YOUR TASK: Find "Query: snow surface" in the listing below, then set down only that line and each later line, unchanged, leaving out pictures.

-=-=-=-=-

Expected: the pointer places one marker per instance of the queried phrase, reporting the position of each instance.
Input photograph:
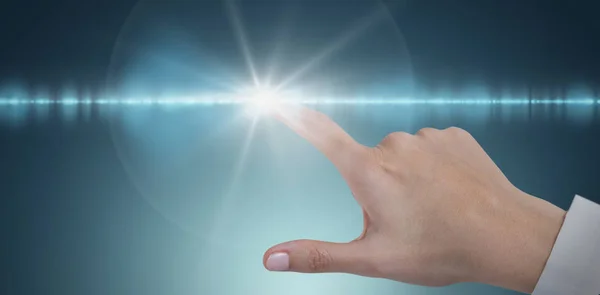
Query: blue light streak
(314, 101)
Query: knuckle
(395, 138)
(318, 260)
(427, 132)
(457, 131)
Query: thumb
(307, 256)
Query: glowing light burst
(263, 100)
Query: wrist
(523, 239)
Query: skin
(437, 211)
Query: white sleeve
(574, 264)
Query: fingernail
(278, 262)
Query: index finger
(322, 132)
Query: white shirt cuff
(573, 267)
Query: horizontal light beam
(323, 101)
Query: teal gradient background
(182, 200)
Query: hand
(437, 211)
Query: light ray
(217, 100)
(229, 198)
(354, 33)
(240, 33)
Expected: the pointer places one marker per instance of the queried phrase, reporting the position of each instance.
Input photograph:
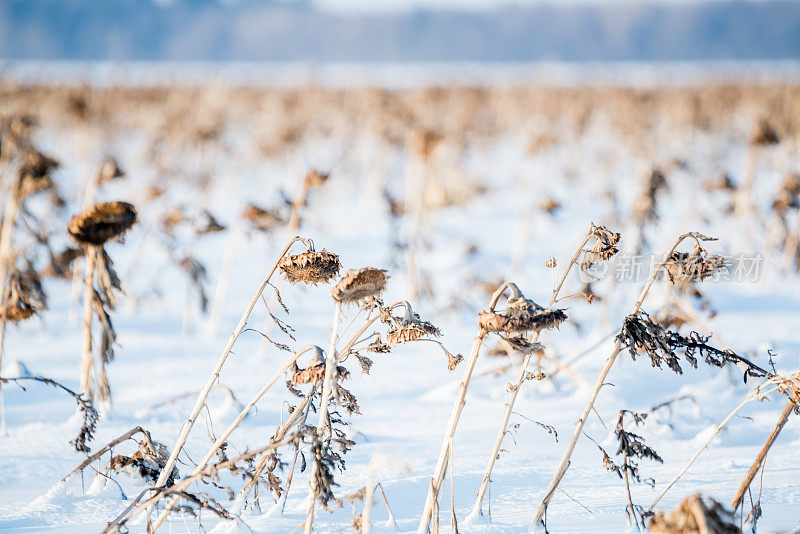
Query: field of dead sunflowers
(493, 308)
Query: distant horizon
(157, 73)
(277, 31)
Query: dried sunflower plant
(518, 326)
(632, 448)
(523, 335)
(640, 334)
(319, 448)
(92, 229)
(22, 294)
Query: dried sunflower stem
(302, 408)
(201, 399)
(561, 470)
(751, 473)
(6, 236)
(330, 364)
(88, 294)
(441, 464)
(477, 509)
(111, 444)
(753, 396)
(278, 439)
(631, 511)
(225, 435)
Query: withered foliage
(34, 174)
(644, 207)
(109, 170)
(25, 296)
(145, 464)
(61, 264)
(788, 196)
(89, 415)
(411, 329)
(521, 315)
(694, 516)
(324, 464)
(695, 266)
(764, 134)
(102, 222)
(605, 247)
(198, 277)
(310, 267)
(632, 446)
(315, 372)
(205, 223)
(640, 335)
(360, 284)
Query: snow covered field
(453, 190)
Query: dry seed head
(378, 346)
(764, 134)
(25, 298)
(693, 267)
(310, 374)
(359, 284)
(523, 345)
(206, 223)
(315, 178)
(110, 170)
(102, 222)
(411, 330)
(311, 267)
(520, 315)
(694, 516)
(453, 361)
(605, 246)
(33, 175)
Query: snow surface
(406, 399)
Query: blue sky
(402, 5)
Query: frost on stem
(310, 267)
(695, 516)
(520, 315)
(640, 335)
(632, 448)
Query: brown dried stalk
(762, 455)
(431, 500)
(201, 398)
(242, 414)
(565, 460)
(602, 241)
(87, 410)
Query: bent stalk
(441, 464)
(477, 509)
(201, 398)
(751, 473)
(753, 396)
(221, 440)
(561, 470)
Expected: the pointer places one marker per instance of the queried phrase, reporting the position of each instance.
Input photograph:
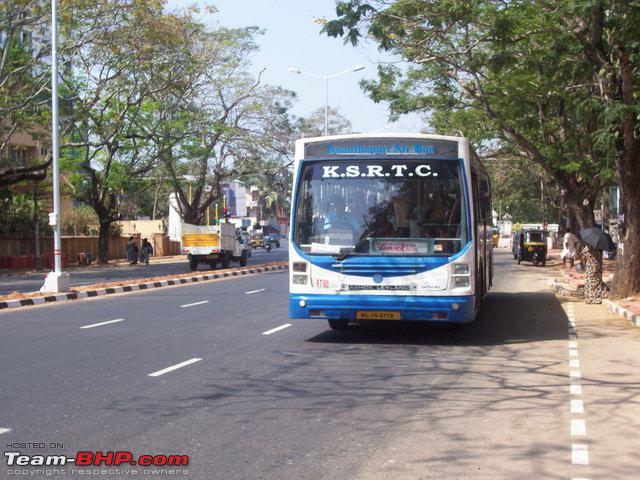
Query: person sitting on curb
(569, 248)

-=-=-=-=-

RESULT:
Query: snow surface
(406, 399)
Query: blue sky
(402, 5)
Query: frost on stem
(310, 267)
(695, 516)
(520, 315)
(640, 335)
(632, 448)
Query: brown dried stalk
(762, 455)
(431, 500)
(201, 398)
(242, 414)
(565, 460)
(602, 241)
(87, 410)
Query: bent stalk
(441, 464)
(477, 509)
(201, 398)
(751, 473)
(753, 396)
(221, 440)
(561, 470)
Expected: the pointer places one marker per instance of the queried phrase, reporting the position of each instance.
Input photograph:
Query: person sitting on curb
(569, 248)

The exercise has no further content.